TO DO
Somewhere below, one line contains "Where can the tinted" and a later line contains "Where can the cobblestone". Output those two lines and everything between them exactly, and nothing else.

+ + +

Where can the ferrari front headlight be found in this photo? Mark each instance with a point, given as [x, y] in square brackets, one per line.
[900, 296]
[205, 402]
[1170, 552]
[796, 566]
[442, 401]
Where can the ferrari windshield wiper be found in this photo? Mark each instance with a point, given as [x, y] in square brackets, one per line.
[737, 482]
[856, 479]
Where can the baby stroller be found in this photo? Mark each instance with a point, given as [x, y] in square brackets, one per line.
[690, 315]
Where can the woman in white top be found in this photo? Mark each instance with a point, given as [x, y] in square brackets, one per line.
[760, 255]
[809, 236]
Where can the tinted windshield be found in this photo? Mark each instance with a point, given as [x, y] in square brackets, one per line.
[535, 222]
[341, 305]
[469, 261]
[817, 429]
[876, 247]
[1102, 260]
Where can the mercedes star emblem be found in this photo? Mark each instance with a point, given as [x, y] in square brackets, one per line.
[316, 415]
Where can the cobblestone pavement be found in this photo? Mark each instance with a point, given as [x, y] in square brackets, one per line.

+ + +

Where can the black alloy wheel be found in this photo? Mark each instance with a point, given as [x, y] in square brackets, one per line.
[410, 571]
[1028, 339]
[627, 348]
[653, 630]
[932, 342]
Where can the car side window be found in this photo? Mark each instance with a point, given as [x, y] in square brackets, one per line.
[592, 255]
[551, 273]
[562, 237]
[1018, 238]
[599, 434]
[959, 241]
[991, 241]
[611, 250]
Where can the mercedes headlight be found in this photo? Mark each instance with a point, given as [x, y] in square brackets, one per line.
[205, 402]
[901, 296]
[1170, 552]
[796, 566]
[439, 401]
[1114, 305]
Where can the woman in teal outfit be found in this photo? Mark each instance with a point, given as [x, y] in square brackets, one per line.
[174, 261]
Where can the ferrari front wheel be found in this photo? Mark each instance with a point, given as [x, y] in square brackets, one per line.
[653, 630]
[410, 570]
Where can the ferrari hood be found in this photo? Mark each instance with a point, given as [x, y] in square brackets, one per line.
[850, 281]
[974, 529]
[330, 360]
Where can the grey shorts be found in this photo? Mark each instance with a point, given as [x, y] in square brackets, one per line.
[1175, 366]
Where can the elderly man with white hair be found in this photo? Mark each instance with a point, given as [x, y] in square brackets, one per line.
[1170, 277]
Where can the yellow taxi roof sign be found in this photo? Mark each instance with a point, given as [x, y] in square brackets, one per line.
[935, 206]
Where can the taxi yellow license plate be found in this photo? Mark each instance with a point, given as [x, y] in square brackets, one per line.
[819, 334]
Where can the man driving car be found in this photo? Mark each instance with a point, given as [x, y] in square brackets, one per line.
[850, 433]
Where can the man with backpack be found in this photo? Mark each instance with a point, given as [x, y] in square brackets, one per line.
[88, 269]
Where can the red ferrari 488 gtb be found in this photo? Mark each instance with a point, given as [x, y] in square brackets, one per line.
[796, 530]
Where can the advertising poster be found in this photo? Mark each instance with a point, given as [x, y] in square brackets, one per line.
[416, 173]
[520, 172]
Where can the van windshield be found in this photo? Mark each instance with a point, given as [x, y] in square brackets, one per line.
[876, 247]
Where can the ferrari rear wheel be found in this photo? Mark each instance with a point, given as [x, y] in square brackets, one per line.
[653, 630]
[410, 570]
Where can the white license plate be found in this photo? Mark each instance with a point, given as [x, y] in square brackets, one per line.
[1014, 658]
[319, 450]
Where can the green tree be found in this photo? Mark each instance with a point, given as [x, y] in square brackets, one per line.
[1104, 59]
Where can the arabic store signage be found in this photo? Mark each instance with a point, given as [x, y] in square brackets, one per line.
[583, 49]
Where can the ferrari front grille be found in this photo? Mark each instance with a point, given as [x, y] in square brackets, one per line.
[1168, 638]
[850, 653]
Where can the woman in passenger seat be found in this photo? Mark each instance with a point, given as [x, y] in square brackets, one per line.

+ + +

RESULT
Where can the tinted windshield be found in this photo? Mark each instance with a point, given as [x, y] in square brackets, one per line.
[535, 222]
[341, 305]
[469, 261]
[817, 429]
[876, 247]
[1102, 260]
Where can the mercedes star emblem be found in this photo? Mark each instance with a point, given as [x, y] in square brackets, one per line.
[316, 415]
Where can the cobblestone pavement be found in this photo? Mark each instance with a point, given as [x, y] in square brackets, one per line.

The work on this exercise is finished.